- [Item da tarefa A]: Transcreva do texto de estudo o trecho que vai de "A bonança infiltrou-se, inclusive, na" até "internacional de commodities.".
- [Item da tarefa B]:
Responda com base no texto de estudo:
(i) Segundo o texto, até onde a bonança se infiltrou?
(ii) Quantas trajetórias historicamente verificáveis o texto aponta, no mínimo?
(iii) Na trajetória (b), o que um cover do general Médici irá repetir?
──────── Texto de estudo ────────
A bonança infiltrou-se, inclusive, na “máquina pública”. Mas o impacto econômico positivo sobre o empresariado foi sendo diluído à medida que se incorporaram entrantes – desde multinacionais até “empreendedores” que saíram da informalidade -, que aumentou a entrada de importações, que as políticas defensivas frente a uma crise global em agravamento cobraram seu preço forçando ao aumento de tarifas, e que arrefeceu a demanda internacional de commodities.
Situações como essa costumam fazer com que, antes mesmo que caia a margem de lucro ou até independentemente das expectativas individuais dos empresários, piore a avaliação que, corporativamente, possuem acerca sua taxa de lucro futura.
Pelo menos três trajetórias - não excludentes - são historicamente verificáveis: (a) se se mantiverem os salários, diminui o investimento, o emprego e a demanda e aumenta a sujeição nacional frente à cobiça globalizada e a instabilidade social: a cena será a de um empate de “tragédia grega”; (b) se os empresários contarem com poder de coerção ideológica ou física suficientes para a reduzir o salário, se eles (e o Estado) investirem, e se for tecnologicamente possível gerar emprego, um cover do malfadado general Médici irá repetir que “a economia vai bem mas o povo vai mal”; (c) se for mantida ou aumentada a remuneração do capital financeiro (que não se limita aos juros) o resultado será uma tragédia grega encenada numa república de bananas com sério risco de “apodrecimento”.
──────── Base de dados ────────
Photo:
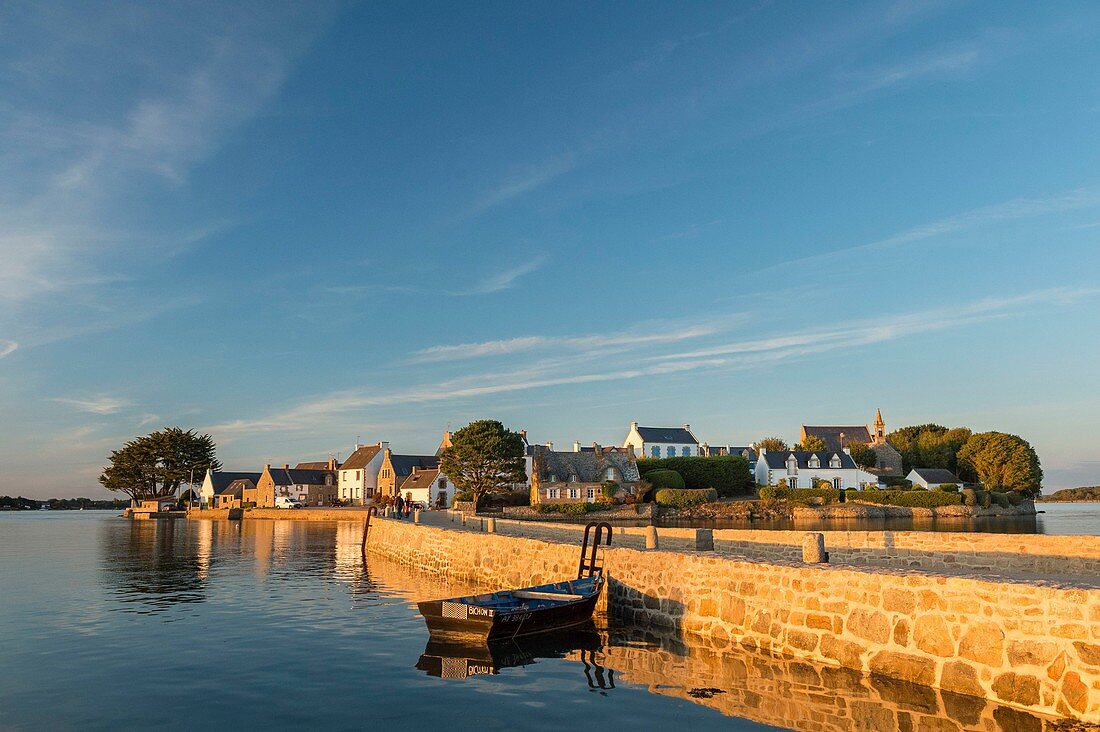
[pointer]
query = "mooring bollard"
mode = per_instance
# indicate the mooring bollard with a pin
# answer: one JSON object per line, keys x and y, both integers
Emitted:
{"x": 813, "y": 548}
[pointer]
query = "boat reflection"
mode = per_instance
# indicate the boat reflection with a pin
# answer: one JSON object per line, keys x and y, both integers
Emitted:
{"x": 462, "y": 658}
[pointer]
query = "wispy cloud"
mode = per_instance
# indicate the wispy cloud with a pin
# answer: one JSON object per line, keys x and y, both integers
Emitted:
{"x": 505, "y": 280}
{"x": 525, "y": 343}
{"x": 732, "y": 356}
{"x": 526, "y": 182}
{"x": 99, "y": 404}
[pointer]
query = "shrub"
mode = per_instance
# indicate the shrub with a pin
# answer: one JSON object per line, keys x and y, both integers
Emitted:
{"x": 666, "y": 478}
{"x": 684, "y": 498}
{"x": 573, "y": 509}
{"x": 906, "y": 499}
{"x": 727, "y": 473}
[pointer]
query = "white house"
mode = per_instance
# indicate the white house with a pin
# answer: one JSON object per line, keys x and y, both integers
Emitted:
{"x": 932, "y": 478}
{"x": 358, "y": 479}
{"x": 661, "y": 441}
{"x": 216, "y": 481}
{"x": 805, "y": 469}
{"x": 428, "y": 488}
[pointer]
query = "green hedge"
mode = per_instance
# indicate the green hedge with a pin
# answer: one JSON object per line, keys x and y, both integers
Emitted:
{"x": 905, "y": 499}
{"x": 773, "y": 492}
{"x": 684, "y": 498}
{"x": 574, "y": 509}
{"x": 727, "y": 473}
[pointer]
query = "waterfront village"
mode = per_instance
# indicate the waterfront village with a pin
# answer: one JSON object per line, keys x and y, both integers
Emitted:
{"x": 826, "y": 463}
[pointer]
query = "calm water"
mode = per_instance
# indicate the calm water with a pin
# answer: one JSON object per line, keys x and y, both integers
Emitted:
{"x": 107, "y": 623}
{"x": 1057, "y": 519}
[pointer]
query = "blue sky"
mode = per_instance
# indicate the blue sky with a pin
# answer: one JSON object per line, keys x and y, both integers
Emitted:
{"x": 293, "y": 225}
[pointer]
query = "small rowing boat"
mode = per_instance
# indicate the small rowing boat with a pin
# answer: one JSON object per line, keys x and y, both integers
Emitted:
{"x": 527, "y": 611}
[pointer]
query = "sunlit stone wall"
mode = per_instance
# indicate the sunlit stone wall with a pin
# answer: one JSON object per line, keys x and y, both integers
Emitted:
{"x": 1031, "y": 645}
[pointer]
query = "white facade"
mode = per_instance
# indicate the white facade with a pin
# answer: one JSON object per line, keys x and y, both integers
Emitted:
{"x": 359, "y": 484}
{"x": 828, "y": 468}
{"x": 636, "y": 440}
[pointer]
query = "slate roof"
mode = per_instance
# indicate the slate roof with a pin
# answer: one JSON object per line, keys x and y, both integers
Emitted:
{"x": 221, "y": 479}
{"x": 831, "y": 435}
{"x": 237, "y": 488}
{"x": 666, "y": 435}
{"x": 587, "y": 467}
{"x": 936, "y": 476}
{"x": 360, "y": 458}
{"x": 297, "y": 477}
{"x": 403, "y": 463}
{"x": 419, "y": 479}
{"x": 778, "y": 460}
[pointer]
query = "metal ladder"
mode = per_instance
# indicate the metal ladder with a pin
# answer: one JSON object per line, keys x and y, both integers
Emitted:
{"x": 601, "y": 536}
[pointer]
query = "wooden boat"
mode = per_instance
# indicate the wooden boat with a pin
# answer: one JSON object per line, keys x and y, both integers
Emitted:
{"x": 527, "y": 611}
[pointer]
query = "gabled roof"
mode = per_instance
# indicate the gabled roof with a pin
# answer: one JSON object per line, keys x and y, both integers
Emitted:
{"x": 361, "y": 458}
{"x": 419, "y": 479}
{"x": 403, "y": 463}
{"x": 297, "y": 477}
{"x": 589, "y": 467}
{"x": 838, "y": 437}
{"x": 936, "y": 476}
{"x": 777, "y": 460}
{"x": 221, "y": 479}
{"x": 668, "y": 435}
────────
- [Resposta escrita A]:
A bonança infiltrou-se, inclusive, na “máquina pública”. Mas o impacto econômico positivo sobre o empresariado foi sendo diluído à medida que se incorporaram entrantes – desde multinacionais até “empreendedores” que saíram da informalidade -, que aumentou a entrada de importações, que as políticas defensivas frente a uma crise global em agravamento cobraram seu preço forçando ao aumento de tarifas, e que arrefeceu a demanda internacional de commodities.

- [Resposta escrita B]:
(i) Até a "máquina pública".
(ii) Pelo menos três.
(iii) Que "a economia vai bem mas o povo vai mal".